[Dataset rows showing where objects appear]
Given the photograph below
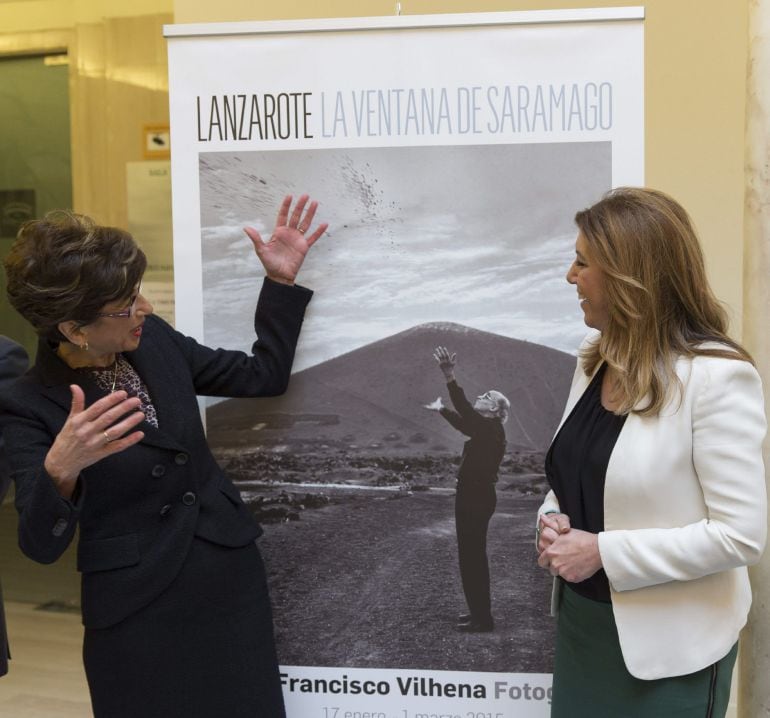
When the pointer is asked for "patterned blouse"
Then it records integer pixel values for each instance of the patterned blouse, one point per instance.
(121, 375)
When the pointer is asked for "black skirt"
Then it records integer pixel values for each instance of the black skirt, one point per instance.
(203, 649)
(591, 679)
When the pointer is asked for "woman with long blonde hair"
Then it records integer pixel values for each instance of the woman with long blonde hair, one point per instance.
(657, 500)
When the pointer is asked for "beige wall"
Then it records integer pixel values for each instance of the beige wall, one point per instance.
(118, 83)
(695, 64)
(695, 93)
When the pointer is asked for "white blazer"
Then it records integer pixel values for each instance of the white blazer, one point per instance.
(685, 511)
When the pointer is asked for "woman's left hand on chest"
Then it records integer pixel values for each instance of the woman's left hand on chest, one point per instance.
(574, 556)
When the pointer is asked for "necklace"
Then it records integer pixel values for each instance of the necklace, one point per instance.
(114, 374)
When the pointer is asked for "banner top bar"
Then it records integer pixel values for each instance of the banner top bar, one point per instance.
(401, 22)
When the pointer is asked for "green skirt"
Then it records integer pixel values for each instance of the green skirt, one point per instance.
(591, 680)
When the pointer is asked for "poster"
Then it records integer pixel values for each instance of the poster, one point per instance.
(449, 155)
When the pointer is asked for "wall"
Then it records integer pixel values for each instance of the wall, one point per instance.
(118, 84)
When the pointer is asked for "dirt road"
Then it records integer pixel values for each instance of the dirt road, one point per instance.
(372, 581)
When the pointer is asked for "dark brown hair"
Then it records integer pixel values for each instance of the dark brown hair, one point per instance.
(65, 267)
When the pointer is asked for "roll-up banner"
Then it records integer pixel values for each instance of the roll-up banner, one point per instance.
(449, 154)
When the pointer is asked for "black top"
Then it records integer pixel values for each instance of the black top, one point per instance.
(576, 467)
(485, 449)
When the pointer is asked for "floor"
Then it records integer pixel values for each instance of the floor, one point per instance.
(46, 678)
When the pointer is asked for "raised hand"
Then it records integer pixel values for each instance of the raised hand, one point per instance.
(90, 434)
(446, 362)
(282, 255)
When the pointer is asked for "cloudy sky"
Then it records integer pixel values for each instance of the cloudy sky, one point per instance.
(477, 235)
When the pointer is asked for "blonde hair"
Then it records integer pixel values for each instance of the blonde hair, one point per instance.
(659, 301)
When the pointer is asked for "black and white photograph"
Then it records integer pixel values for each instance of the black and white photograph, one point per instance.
(434, 256)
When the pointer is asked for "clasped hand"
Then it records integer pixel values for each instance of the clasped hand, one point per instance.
(569, 553)
(282, 255)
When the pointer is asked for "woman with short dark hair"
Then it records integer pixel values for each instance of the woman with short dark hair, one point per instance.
(658, 499)
(104, 434)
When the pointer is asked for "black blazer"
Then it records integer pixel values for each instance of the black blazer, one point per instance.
(13, 363)
(138, 510)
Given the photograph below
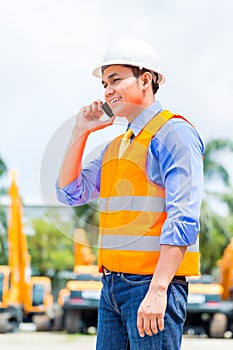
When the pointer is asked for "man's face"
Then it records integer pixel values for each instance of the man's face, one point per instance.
(123, 91)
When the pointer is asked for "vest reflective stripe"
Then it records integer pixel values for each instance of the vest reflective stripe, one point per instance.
(145, 262)
(141, 243)
(132, 209)
(136, 203)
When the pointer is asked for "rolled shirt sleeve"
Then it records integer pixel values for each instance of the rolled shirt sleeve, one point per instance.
(175, 161)
(84, 188)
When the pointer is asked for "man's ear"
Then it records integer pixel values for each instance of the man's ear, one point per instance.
(146, 79)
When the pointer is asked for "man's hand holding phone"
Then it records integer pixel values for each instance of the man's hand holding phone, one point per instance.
(88, 118)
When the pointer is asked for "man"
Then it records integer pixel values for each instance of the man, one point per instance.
(150, 198)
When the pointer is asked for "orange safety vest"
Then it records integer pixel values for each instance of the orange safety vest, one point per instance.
(132, 209)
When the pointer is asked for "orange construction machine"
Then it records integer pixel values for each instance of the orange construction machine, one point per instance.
(210, 304)
(22, 297)
(79, 300)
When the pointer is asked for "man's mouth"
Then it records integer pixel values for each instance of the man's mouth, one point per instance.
(114, 100)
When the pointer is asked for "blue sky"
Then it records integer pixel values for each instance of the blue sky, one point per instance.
(49, 49)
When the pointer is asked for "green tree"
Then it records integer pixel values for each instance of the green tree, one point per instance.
(3, 218)
(212, 166)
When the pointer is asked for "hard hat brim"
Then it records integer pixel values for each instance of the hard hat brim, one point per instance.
(97, 72)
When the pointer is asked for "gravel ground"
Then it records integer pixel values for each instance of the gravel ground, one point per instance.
(61, 341)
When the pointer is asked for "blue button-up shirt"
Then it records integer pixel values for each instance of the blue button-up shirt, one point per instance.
(175, 162)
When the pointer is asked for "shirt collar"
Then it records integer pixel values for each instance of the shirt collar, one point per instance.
(144, 117)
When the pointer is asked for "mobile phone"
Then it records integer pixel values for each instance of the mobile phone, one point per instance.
(107, 110)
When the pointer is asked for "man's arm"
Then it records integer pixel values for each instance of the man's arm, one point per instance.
(179, 153)
(87, 121)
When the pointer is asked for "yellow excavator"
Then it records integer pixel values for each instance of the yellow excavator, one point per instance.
(79, 299)
(210, 304)
(22, 297)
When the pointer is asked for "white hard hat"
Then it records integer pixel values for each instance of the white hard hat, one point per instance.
(133, 52)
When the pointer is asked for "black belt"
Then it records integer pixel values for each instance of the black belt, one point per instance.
(107, 272)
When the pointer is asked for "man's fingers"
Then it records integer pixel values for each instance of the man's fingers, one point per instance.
(160, 322)
(140, 326)
(154, 326)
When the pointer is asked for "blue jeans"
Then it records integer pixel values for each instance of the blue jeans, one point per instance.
(117, 317)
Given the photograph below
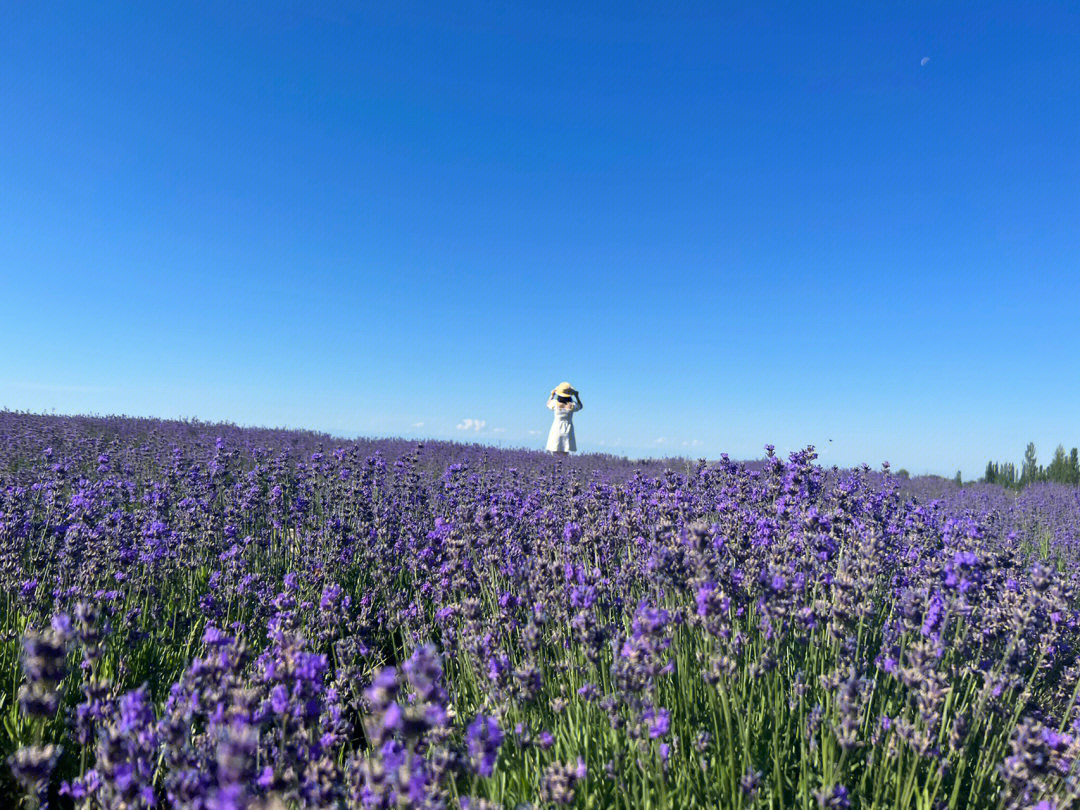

Written exercise :: Report each line of the material that contains the string "floor", copying every such line in full.

Solution for this exercise ::
When the pointer is asked for "floor"
Then it records integer pixel values for each instance of the floor, one point per instance.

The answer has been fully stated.